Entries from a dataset
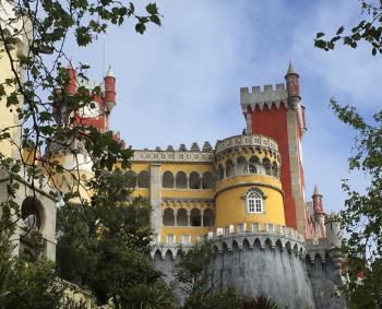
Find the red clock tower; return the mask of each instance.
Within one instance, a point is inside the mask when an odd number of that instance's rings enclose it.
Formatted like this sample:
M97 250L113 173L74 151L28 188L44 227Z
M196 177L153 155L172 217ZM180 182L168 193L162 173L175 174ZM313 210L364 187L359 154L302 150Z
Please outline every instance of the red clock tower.
M53 103L53 115L56 121L59 124L67 126L69 123L69 117L72 117L74 118L74 122L71 122L71 126L94 127L102 132L108 131L109 112L116 105L116 78L111 69L109 69L104 78L104 83L100 84L80 79L72 62L69 63L67 73L68 83L64 90L67 96L75 96L79 87L85 87L92 96L92 102L68 115L68 103L62 99L61 88L55 88L56 100ZM96 86L102 88L100 94L93 93Z
M306 131L305 107L301 105L299 75L289 63L285 84L240 90L241 107L248 134L274 139L282 155L280 181L284 190L286 225L306 233L306 203L301 139Z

*Exercise instructions*:
Which lines in the data contain the string "tower"? Pull out each of them in full, treating uppercase and lowercase letters as distinct.

*Finished answer*:
Find the red clock tower; return the mask of each instance.
Please outline every instance of the red clock tower.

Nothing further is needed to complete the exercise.